[Testo estratto]:
Le avevano detto che la malattia non le avrebbe dato gravi problemi per 20 anni e invece pochi mesi dopo aveva già una grave invalidità. Il giudice ha obbligato la dottoressa a un cospicuo risarcimento per la paziente.
Se le fosse stata diagnosticata prima la malattia, non avrebbe perso gran parte delle sue abilità motorie e non sarebbe stata costretta all’uso della carrozzina e dell’assistenza continua. E’ quanto stabilito dai giudici del tribunale di Milano per una donna afflitta da questa pesante malattia, condannando il medico a un cospicuo risarcimento.
E’ il primo caso del genere nella giurisprudenza italiana, il tribunale ha quindi sancito “un danno certo, consistente nella anticipata perdita delle condizioni psicofisiche di cui la paziente avrebbe potuto godere per un certo intervallo temporale con l’effetto di rallentare i tempi di progressivo naturale avanzare della patologia“. Il risarcimento è stato stabilito in 830mila euro.
Nel 2012 una donna di 25 anni con problemi di ipersensibilità sul lato sinistra si reca dalla sua dottoressa per una visita neurologica. Le viene diagnosticata la sclerosi multipla con possibilità di peggioramento a partire da circa 20 anni. Purtroppo però l’invalidità inizia molto prima, intorno al 2014 e arriva all’80% già nel 2018. Se avesse iniziato la cure prima la qualità della sua vita sarebbe stata nettamente migliore.
“La mia sola speranza è che casi come il mio possano uno dopo l’altro non far perire mai la scintilla del dubbio in qualunque persona si fregi del titolo di dottore. Il dubbio è umano, e se nell’esercitare la nostra professione, qualunque essa sia, cominciamo a trascurarlo, beh quella non può più dirsi una professione di cura” ha commentato la paziente in questione.
Alla dottoressa è stato addebitato un “colpevole ritardo diagnostico nell’aver omesso di avviare la 25enne paziente a visita e esami neurologici, scelta operata dal medico di base perché qualsiasi ulteriore indagine diagnostica le appariva al momento inopportuna, addirittura per dubbia simulazione“.
Ma questo ha prodotto “28 mesi di ritardo diagnostico, periodo sottratto alle migliori terapie praticabili, hanno caratterizzato un davvero molto più precoce “salto” di gravità del carico di lesioni portate dalla patologia, facendo precorrere i tempi della perdita di autonomia motoria e della disabilità che altrimenti sarebbero intervenute con una latenza quantomeno di un decennio, fino a 20 anni“. Insomma l’invalidità sarebbe rimasta attorno al 15% “almeno per un decennio“, in questo modo invece è salita all’80% impedendole così una vita più serena.

Dati di espressioni referenziali
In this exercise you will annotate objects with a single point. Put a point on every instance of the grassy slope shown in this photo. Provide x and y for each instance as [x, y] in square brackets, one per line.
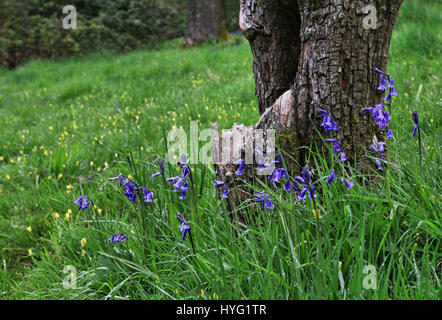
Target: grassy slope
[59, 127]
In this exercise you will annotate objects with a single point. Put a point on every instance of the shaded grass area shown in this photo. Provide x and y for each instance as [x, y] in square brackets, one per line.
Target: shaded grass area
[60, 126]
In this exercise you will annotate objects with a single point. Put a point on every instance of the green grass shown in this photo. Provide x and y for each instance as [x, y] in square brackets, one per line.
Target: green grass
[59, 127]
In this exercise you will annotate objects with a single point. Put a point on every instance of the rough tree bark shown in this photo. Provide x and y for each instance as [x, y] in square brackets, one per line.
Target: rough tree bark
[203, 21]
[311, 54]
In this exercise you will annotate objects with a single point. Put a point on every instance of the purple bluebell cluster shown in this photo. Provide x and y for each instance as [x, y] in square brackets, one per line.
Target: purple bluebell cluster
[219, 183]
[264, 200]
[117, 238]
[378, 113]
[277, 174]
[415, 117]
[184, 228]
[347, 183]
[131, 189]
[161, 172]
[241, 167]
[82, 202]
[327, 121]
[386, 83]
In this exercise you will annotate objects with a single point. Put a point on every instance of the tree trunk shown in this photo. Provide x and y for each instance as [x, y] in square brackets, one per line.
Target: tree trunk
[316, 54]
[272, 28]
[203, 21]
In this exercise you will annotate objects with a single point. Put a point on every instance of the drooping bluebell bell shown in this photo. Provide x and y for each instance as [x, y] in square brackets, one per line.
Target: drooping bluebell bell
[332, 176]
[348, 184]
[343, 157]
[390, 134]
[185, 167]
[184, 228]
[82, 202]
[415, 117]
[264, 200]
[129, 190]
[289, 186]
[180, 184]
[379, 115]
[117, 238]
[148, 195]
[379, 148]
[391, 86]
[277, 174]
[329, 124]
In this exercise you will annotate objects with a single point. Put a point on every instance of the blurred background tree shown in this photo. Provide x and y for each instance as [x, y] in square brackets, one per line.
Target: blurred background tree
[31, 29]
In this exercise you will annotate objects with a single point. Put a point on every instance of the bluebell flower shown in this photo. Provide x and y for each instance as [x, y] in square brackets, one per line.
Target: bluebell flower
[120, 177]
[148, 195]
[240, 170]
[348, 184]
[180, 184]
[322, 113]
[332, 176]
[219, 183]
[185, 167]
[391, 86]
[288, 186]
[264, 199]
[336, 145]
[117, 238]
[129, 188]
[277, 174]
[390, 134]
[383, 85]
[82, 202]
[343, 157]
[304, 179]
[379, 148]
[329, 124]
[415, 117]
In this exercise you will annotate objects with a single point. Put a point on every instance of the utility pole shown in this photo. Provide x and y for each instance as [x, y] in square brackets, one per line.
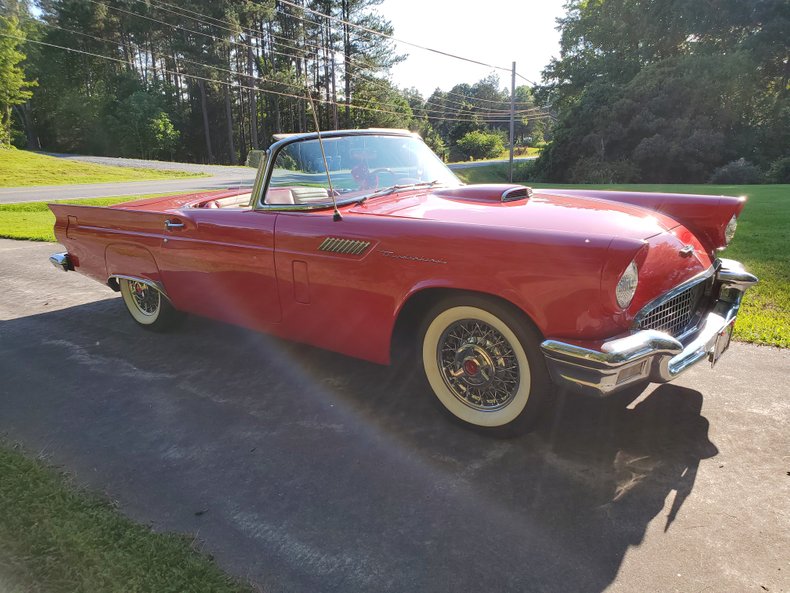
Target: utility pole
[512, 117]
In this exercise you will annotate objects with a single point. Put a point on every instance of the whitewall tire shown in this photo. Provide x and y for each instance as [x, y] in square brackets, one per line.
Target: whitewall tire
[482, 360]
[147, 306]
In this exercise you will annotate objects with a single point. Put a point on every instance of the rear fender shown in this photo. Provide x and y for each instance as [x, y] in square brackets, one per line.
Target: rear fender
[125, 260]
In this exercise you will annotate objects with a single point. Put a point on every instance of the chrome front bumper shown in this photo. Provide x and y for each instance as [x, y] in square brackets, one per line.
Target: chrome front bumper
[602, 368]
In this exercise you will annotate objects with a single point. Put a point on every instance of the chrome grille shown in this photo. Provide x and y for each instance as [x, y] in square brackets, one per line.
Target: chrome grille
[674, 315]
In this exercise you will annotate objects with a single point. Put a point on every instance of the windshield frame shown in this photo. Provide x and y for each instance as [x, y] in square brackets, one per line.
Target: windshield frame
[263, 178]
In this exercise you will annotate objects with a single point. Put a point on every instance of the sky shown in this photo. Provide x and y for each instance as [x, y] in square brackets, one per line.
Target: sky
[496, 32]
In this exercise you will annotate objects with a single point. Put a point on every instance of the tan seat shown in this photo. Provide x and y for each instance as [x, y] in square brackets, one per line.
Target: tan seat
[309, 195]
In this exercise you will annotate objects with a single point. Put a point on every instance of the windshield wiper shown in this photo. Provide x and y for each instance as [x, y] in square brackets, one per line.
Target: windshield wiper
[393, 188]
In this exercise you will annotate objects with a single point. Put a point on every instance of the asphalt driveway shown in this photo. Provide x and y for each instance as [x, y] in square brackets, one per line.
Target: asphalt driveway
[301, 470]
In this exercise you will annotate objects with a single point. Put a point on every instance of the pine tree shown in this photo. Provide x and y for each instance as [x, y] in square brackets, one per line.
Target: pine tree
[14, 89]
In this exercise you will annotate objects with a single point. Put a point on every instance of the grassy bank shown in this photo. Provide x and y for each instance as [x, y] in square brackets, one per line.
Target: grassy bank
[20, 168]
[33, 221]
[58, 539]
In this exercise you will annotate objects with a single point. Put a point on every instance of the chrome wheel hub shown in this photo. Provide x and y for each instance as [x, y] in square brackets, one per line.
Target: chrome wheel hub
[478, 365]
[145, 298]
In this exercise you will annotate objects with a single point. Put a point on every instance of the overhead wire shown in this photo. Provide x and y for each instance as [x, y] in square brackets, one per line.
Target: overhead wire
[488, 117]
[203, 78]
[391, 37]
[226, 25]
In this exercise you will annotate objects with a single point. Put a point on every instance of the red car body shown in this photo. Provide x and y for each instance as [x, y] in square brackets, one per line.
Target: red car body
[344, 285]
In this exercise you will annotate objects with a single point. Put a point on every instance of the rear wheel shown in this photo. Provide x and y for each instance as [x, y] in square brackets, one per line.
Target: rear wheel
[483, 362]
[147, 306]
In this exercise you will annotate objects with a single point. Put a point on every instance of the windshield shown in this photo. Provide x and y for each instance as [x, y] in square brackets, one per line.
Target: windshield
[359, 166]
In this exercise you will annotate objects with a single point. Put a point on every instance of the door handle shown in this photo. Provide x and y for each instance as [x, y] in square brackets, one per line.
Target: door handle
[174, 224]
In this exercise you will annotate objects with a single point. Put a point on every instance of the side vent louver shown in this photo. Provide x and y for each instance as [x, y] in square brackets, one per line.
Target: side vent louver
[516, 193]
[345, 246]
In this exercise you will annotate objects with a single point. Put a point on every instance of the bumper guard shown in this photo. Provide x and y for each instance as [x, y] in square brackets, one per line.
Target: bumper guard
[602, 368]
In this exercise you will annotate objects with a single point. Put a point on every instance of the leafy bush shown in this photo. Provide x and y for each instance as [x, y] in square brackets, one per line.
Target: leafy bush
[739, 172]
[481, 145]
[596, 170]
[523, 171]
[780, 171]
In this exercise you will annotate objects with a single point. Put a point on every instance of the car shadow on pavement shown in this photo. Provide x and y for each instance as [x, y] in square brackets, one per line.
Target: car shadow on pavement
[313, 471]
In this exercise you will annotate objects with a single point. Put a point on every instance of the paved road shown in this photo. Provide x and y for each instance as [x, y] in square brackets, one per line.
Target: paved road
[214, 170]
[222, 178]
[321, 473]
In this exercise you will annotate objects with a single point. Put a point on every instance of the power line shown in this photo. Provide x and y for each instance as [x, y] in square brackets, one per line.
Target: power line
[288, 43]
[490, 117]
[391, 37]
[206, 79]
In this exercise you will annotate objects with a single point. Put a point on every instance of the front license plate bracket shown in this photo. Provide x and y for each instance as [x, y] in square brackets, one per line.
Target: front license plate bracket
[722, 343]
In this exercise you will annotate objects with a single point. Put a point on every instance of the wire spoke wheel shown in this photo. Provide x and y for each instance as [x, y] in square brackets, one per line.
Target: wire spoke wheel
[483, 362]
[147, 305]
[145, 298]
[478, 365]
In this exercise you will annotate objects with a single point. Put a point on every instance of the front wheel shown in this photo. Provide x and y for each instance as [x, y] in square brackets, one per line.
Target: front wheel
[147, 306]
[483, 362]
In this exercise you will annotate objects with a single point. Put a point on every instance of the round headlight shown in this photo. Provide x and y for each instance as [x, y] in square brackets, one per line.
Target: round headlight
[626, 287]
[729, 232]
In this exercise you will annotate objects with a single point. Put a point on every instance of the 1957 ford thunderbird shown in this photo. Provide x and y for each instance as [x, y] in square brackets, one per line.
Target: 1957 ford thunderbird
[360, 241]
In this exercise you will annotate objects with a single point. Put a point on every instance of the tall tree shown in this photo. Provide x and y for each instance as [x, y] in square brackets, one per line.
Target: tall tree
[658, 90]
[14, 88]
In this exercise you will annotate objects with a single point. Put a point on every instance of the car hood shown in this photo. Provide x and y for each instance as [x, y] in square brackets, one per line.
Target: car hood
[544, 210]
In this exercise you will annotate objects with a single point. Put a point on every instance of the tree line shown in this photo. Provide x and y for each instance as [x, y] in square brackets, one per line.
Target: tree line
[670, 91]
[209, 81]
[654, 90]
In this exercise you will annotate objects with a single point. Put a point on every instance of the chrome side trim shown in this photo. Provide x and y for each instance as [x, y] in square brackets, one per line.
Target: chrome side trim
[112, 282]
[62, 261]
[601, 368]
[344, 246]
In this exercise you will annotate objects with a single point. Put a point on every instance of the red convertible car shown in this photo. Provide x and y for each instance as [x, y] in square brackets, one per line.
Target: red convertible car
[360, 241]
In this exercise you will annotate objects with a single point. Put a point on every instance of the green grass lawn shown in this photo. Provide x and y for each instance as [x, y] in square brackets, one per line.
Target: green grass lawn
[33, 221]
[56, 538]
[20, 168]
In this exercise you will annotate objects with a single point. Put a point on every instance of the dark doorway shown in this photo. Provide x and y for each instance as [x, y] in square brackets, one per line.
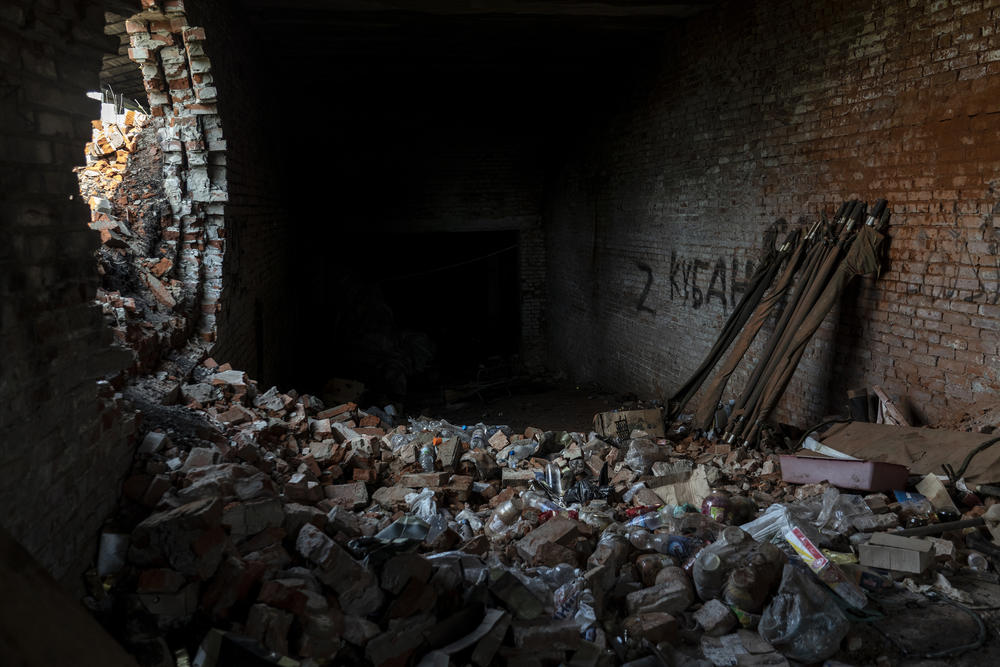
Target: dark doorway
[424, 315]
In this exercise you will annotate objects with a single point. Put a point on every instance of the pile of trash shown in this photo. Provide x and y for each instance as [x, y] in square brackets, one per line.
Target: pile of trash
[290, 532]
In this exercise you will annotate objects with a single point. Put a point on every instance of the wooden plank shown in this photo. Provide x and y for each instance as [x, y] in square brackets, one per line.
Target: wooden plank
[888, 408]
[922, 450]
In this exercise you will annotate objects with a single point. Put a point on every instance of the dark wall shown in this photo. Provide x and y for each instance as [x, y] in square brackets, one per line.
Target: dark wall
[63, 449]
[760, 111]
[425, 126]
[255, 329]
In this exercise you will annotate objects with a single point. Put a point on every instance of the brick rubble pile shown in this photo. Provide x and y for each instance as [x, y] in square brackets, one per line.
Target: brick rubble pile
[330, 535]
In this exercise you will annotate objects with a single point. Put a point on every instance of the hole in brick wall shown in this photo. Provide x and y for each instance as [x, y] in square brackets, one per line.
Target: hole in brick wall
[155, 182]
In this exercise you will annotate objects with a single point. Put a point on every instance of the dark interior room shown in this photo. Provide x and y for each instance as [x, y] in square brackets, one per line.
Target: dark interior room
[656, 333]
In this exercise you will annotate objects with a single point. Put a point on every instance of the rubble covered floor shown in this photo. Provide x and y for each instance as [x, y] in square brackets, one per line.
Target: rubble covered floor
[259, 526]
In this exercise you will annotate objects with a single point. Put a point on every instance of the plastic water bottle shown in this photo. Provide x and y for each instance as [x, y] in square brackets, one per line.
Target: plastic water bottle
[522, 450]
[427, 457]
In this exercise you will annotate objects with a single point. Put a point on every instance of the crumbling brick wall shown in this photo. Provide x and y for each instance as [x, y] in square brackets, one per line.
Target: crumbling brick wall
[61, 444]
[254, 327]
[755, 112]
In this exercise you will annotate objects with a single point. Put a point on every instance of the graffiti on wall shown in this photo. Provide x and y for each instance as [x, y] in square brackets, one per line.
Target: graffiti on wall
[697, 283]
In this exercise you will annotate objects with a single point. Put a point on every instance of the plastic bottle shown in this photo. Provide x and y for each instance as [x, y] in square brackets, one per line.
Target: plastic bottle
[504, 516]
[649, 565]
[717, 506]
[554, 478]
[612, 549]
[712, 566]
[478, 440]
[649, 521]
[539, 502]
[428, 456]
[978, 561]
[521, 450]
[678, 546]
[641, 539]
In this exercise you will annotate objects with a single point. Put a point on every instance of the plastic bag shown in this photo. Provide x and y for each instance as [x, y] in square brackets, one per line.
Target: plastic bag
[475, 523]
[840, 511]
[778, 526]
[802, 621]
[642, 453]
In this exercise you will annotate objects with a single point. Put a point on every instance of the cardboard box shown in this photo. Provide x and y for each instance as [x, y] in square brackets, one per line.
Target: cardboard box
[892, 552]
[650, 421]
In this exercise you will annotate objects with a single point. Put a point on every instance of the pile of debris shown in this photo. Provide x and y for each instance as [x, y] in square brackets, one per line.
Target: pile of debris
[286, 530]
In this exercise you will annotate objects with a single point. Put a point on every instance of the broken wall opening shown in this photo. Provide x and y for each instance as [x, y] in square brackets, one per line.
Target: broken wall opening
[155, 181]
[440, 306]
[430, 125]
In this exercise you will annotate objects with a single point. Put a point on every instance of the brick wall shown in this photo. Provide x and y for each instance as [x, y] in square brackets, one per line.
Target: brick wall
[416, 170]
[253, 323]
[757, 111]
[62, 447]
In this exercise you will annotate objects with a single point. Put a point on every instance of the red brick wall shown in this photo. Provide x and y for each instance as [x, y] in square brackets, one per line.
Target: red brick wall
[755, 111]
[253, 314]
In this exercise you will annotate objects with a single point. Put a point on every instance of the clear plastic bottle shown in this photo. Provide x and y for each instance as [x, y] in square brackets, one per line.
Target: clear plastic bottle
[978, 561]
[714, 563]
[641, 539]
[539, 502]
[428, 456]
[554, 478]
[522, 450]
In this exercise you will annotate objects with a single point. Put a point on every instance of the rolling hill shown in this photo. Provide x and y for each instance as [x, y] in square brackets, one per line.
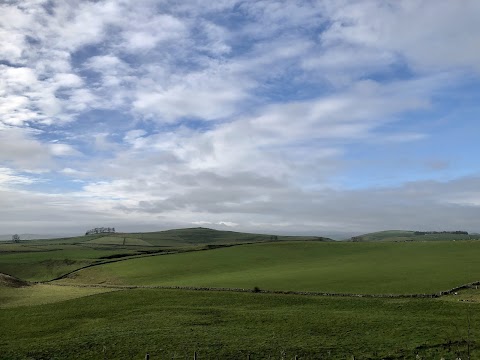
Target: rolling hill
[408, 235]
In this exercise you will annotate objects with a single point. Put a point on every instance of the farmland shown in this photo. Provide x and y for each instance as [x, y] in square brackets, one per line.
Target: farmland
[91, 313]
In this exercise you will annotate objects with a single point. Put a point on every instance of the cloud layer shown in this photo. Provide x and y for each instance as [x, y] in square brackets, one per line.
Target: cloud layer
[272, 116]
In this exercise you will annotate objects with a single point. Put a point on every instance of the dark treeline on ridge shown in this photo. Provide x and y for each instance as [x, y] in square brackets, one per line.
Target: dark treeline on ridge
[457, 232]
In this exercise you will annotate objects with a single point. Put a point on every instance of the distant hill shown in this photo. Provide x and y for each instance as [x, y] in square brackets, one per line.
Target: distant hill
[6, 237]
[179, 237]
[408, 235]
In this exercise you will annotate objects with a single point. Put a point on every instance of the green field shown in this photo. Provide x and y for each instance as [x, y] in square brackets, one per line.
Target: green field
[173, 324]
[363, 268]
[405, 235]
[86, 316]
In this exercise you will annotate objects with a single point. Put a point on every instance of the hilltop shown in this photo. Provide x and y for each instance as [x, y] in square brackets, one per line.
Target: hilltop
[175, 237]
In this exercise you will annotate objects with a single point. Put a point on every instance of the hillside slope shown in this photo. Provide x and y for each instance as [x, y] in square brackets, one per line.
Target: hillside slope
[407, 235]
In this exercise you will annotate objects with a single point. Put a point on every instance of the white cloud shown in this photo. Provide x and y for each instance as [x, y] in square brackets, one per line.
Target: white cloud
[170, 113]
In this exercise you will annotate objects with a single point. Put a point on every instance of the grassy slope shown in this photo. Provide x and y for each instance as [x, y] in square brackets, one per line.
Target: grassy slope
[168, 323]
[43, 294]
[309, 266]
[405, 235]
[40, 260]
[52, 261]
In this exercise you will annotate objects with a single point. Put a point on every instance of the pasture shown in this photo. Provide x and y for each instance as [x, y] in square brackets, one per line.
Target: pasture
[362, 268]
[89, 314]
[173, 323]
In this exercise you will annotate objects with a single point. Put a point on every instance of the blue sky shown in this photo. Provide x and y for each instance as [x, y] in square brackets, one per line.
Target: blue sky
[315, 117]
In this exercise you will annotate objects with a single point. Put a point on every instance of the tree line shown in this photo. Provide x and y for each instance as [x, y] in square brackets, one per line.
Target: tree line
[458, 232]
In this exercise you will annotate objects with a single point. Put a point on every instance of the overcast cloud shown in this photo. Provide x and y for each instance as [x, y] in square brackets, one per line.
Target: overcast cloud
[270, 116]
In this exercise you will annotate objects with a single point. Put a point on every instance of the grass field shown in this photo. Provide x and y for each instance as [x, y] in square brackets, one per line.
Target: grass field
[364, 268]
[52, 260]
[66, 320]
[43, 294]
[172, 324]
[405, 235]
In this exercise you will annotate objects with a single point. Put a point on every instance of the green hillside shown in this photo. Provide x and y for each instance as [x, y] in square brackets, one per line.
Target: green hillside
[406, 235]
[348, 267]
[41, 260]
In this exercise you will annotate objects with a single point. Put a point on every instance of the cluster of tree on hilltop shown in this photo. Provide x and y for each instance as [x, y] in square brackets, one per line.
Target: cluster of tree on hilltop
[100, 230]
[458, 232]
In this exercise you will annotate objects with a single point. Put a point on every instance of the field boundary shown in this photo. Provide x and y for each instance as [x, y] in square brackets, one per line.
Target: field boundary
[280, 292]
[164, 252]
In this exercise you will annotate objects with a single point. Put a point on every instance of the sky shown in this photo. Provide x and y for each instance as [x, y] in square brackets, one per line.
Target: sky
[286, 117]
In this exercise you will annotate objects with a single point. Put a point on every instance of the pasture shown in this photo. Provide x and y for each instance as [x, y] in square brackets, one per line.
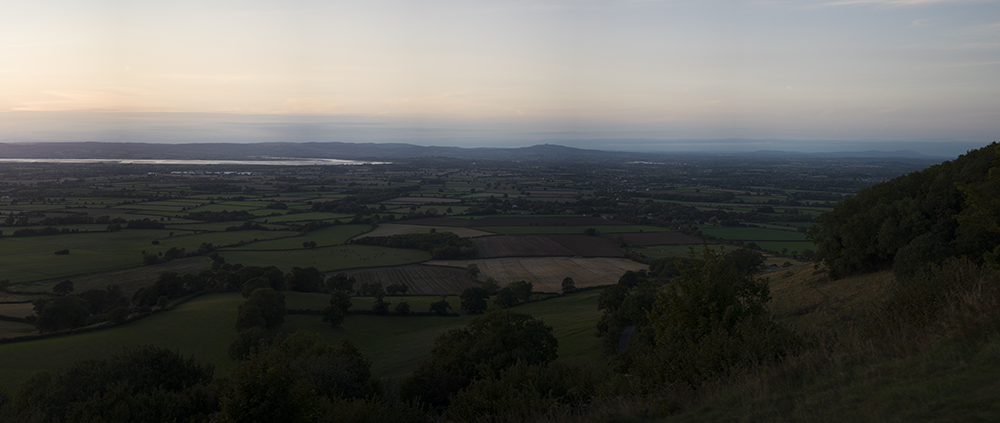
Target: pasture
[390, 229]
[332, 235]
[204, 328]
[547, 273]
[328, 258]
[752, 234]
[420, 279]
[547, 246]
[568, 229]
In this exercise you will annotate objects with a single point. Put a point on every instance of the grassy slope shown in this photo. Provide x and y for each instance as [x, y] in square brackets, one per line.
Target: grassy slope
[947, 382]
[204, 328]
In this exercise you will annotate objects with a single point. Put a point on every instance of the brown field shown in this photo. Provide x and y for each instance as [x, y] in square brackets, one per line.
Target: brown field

[Requisiti dell'esercizio]:
• a. Nel testo sul risarcimento per diagnosi tardiva, quale importo ha stabilito il tribunale come risarcimento?
• b. Riscrivi come elenco puntato il paragrafo del testo sul risarcimento per diagnosi tardiva che inizia con "Nel 2012 una donna di 25 anni", mantenendone i fatti principali.

[Risposte numerate]:
• a. Il risarcimento è stato stabilito in 830mila euro.

• b.
- Nel 2012 una donna di 25 anni con problemi di ipersensibilità sul lato sinistro si rivolge alla sua dottoressa per una visita neurologica.
- Le viene diagnosticata la sclerosi multipla, con un possibile peggioramento a partire da circa 20 anni.
- L'invalidità inizia invece molto prima, intorno al 2014, e già nel 2018 arriva all'80%.
- Con cure iniziate prima, la qualità della sua vita sarebbe stata nettamente migliore.